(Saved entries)
....
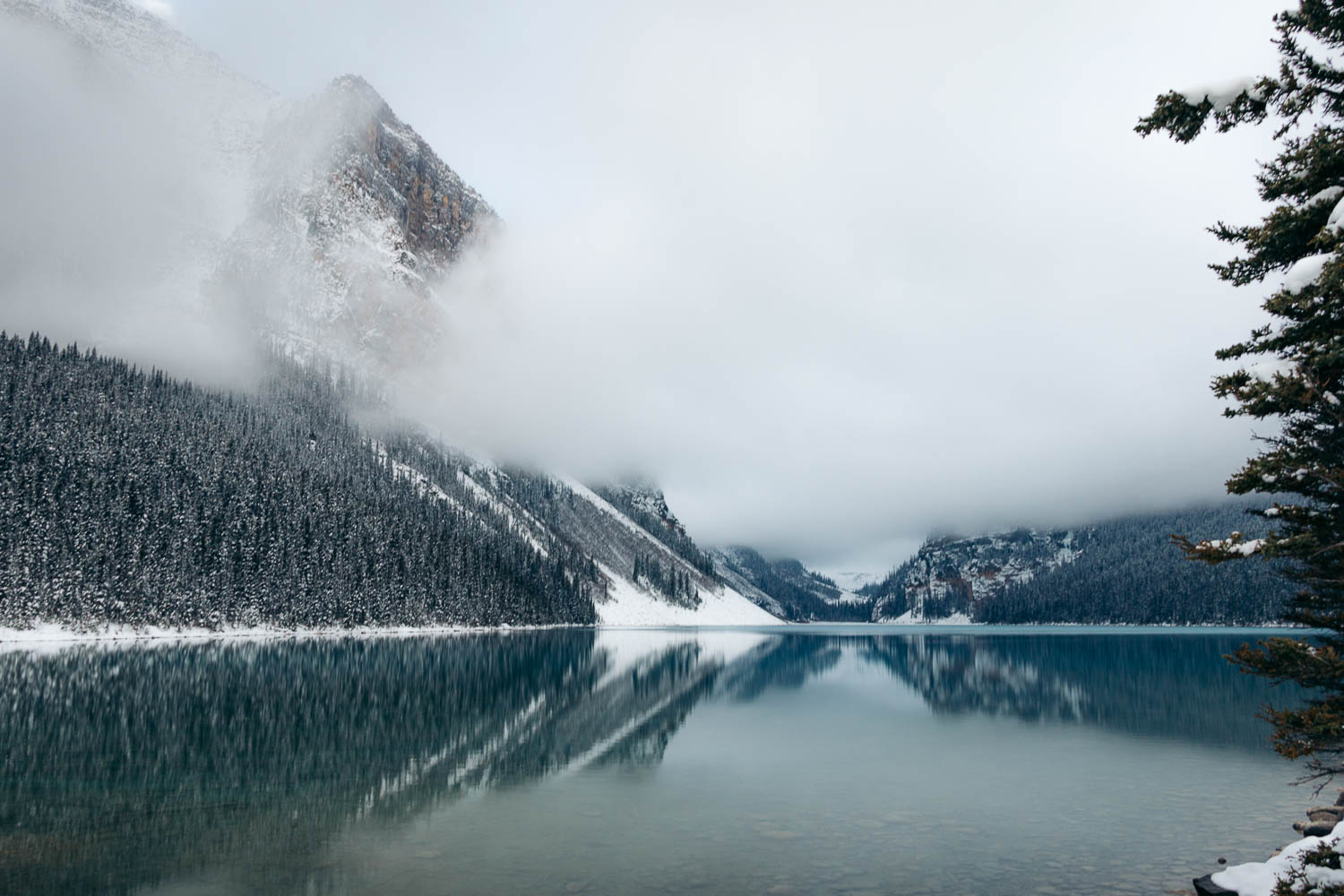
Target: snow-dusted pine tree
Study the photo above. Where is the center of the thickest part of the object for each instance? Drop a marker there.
(1289, 370)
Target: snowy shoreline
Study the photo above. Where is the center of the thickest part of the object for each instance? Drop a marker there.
(50, 635)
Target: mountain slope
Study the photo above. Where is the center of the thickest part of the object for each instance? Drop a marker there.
(788, 589)
(128, 497)
(352, 222)
(1117, 571)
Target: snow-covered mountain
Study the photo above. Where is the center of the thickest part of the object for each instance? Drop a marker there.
(352, 220)
(951, 578)
(322, 223)
(325, 226)
(1113, 571)
(788, 589)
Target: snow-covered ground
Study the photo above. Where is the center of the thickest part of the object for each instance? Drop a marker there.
(1258, 879)
(910, 618)
(628, 605)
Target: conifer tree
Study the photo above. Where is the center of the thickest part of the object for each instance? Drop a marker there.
(1289, 370)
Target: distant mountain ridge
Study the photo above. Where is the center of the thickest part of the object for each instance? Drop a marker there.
(1118, 571)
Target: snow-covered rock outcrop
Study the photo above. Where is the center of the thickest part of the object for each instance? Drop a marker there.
(949, 578)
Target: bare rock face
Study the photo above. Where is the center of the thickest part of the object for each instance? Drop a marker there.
(352, 223)
(324, 223)
(384, 159)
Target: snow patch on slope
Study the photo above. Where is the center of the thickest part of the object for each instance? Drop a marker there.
(628, 605)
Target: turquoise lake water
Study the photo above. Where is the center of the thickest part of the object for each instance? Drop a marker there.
(811, 759)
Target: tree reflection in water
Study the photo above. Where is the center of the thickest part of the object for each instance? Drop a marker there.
(121, 767)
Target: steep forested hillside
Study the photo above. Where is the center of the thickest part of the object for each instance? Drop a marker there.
(1125, 571)
(1129, 571)
(131, 497)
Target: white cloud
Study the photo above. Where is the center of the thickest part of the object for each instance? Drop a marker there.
(160, 8)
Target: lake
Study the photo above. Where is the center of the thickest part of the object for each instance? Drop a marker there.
(809, 759)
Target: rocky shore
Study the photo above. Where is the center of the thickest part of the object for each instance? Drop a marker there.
(1257, 879)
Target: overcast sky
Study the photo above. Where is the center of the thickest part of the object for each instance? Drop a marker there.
(836, 274)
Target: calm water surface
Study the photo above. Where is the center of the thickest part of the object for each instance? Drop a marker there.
(801, 761)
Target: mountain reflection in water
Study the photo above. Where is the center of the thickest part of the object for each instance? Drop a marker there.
(123, 767)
....
*Exercise objective:* How many lines of the entries above hold the string "slope"? Reply with the number alone.

*The answer:* 2